Verilen görev a:
Kayıtlarda "Target: **arched doorway**." satırından "[[[85,210],[135,195],[140,86],[140,79],[118,69],[81,69]]]" satırına kadar her şeyi, "arched doorway" ifadesini "archway" olarak yeniden adlandırarak ve geri kalan her şeyi olduğu gibi bırakarak yeniden yaz.

Verilen metin:
• • •

İlhan Selçuk

Halkımız Akıllıdır...

16 Ocak 1997 Perşembe

PENCERE


Halkımız Akıllıdır...

Son yıllarda bizim meslek her alanda yolunu bu­luyor. Bir örnek vereyim: Genç gazeteci, ses, sah­ne, eğlence, siyaset, medya ve üniversite çevrele­rinden gözüne kestirdiği ünlü kişileri telefonla ara­yıp soruşturma yapıyor.

Ne konuda?..

Lafın gelişi diyelim ki:

- İmam nikâhı için ne düşünüyorsunuz?..

Yanıt kısa olacak, fotoğraflanacak, soruşturma bir mozaik oluşturacak, ilgi çekecek, işin içinde hem erkek var, hem kadın; diyelim ki ünlü bir mankenin o biçimde çıplak fotoğrafı yayımlanıp altına yazıla­cak:

“İmam nikâhına bayılırım.”

Kızın hemen yanına, üniversiteden bir bilim ada­mıyla bir tarikat şeyhinin yanıtlarını da ekledin mi al sana ilginç bir soruşturma!..

*

Peki, “o onu dedi, bu bunu dedi” iyi de dergi, gazete, radyo ya da televizyon hangi yandan?..

Diyorlar ki:

“Efendim, biz yansızız!..”

Şeriatçılıkla laiklik, demokrasi ile dikta, özgürlük­le kölelik arasında yansızlık ne anlam taşır?.. Kadı­nı insandan saymayan bir düzen karşısında suspus kalan yayın organı, yansız olur mu?.. Televizyonlar­da son günlerde ‘reyting’ hesabına dincileri pazar­lıyorlar. Bir dinci ile bir akıllı kişiyi yan yana getirirsen sonuç ne olur?

İnanç tartışılır mı?..

Tartışılmazı!.. Tartışılmadığı için inanç olmuştur, tartışılsaydı inanç değil, fikir olurdu. Tartışma ‘eleştirel akıl’ işidir. Eleştirel akıl da ancak ‘Aydınlanma Çağı’nda devreye girebilmiştir. İnanç, akılla tartışıl­dığı anda inanç olmaktan çıkabilir, çünkü ‘bilimsel kuşku’ya dönüktür gerçek tartışma...

*

‘Muta’ dinsel nikâhın bir türü!.. Şiiler arasında geçerli. Sünnilerde pek yaygın değil. Mutada erkek kadını bir süre için nikâhlıyor. Süre bir gün, birkaç ay veya yıl olabilir. Karşılığında kadına bir şey vermek gerek; bu, bir avuç buğdaydan tutun, giysi, para ya da başka bir şey olabilir. Hazreti Ömer mutayı yasaklamış. Ancak bu yasak bir anlam taşımıyor. Mutaya ilişkin yüzlerce hadis var; İslam coğrafyasının çoğu yerinde bu tür nikâh geçerli...

Medyanın televizyonlarında ‘muta tartışması’ nasıl bir renge bürünüyor;

“İmam nikâhı iyi.

• • •

Ham kayıtlar:
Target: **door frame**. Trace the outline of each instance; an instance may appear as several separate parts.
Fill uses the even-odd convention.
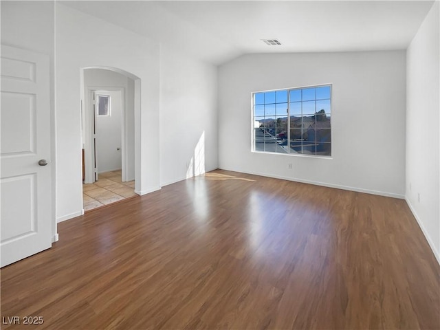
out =
[[[129,128],[126,127],[126,91],[124,87],[103,87],[103,86],[89,86],[87,89],[86,98],[85,100],[85,141],[83,144],[84,153],[85,153],[85,184],[93,184],[95,182],[95,176],[94,175],[96,159],[96,146],[94,143],[94,129],[95,127],[96,116],[94,111],[94,94],[96,91],[120,91],[121,93],[121,102],[122,102],[122,113],[121,113],[121,147],[122,147],[122,182],[126,182],[127,174],[126,168],[128,166],[128,155],[126,153],[127,150],[127,132]],[[134,128],[133,128],[134,129]],[[98,177],[98,175],[96,175]]]

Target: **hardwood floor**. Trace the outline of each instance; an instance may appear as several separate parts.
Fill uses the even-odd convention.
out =
[[[3,323],[44,323],[2,329],[440,329],[404,200],[216,170],[58,232],[1,270]]]

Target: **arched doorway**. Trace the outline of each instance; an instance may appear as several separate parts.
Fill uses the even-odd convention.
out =
[[[85,210],[135,195],[140,86],[140,79],[118,69],[81,69]]]

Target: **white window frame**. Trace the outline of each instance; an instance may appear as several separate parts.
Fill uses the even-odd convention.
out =
[[[291,127],[290,127],[290,104],[291,104],[291,101],[290,101],[290,91],[293,91],[293,90],[298,90],[298,89],[306,89],[308,88],[318,88],[318,87],[330,87],[330,122],[331,122],[331,127],[330,129],[330,155],[314,155],[314,154],[307,154],[307,153],[291,153],[290,152],[290,148],[287,148],[287,153],[276,153],[276,152],[272,152],[272,151],[258,151],[258,150],[256,150],[255,149],[255,142],[256,142],[256,139],[255,139],[255,129],[254,129],[254,125],[255,125],[255,110],[254,110],[254,100],[255,100],[255,94],[260,94],[260,93],[267,93],[267,92],[272,92],[272,91],[287,91],[287,145],[289,146],[290,146],[290,134],[291,134]],[[323,99],[324,100],[324,99]],[[327,99],[325,99],[327,100]],[[316,100],[316,98],[315,98],[315,101],[316,100]],[[305,102],[305,101],[301,101],[301,102]],[[276,103],[275,103],[276,104]],[[252,153],[265,153],[265,154],[270,154],[270,155],[292,155],[292,156],[296,156],[296,157],[318,157],[318,158],[323,158],[323,159],[326,159],[326,160],[331,160],[333,159],[333,128],[332,126],[333,126],[333,122],[334,122],[334,117],[333,117],[333,84],[332,83],[327,83],[327,84],[320,84],[320,85],[307,85],[307,86],[301,86],[301,87],[290,87],[290,88],[282,88],[282,89],[268,89],[268,90],[263,90],[263,91],[253,91],[251,93],[251,118],[252,118],[252,140],[251,140],[251,144],[252,144],[252,148],[251,148],[251,151]],[[316,113],[316,109],[315,109],[315,113]],[[302,113],[302,110],[301,110],[301,116],[303,116]],[[276,117],[276,116],[274,116]]]
[[[105,115],[100,115],[99,113],[99,98],[107,98],[109,100],[107,113]],[[111,116],[111,97],[109,95],[105,94],[96,94],[96,116],[98,117],[110,117]]]

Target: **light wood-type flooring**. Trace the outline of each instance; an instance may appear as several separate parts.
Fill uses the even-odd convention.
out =
[[[1,270],[1,316],[44,323],[2,329],[440,329],[402,199],[218,170],[58,233]]]

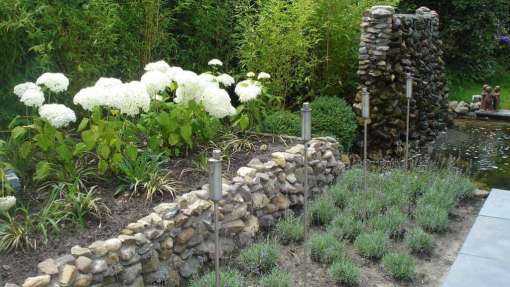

• • •

Verilen görev b:
"Halkımız Akıllıdır" yazısına göre genç gazeteci, ünlü kişileri hangi çevrelerden seçip telefonla arıyor? Hepsini sırala.

Yanıt a:
Target: **archway**. Trace the outline of each instance; an instance may appear as several separate parts.
Fill uses the even-odd convention.
out =
[[[85,210],[135,195],[140,86],[140,79],[118,69],[81,69]]]

Yanıt b:
- ses
- sahne
- eğlence
- siyaset
- medya
- üniversite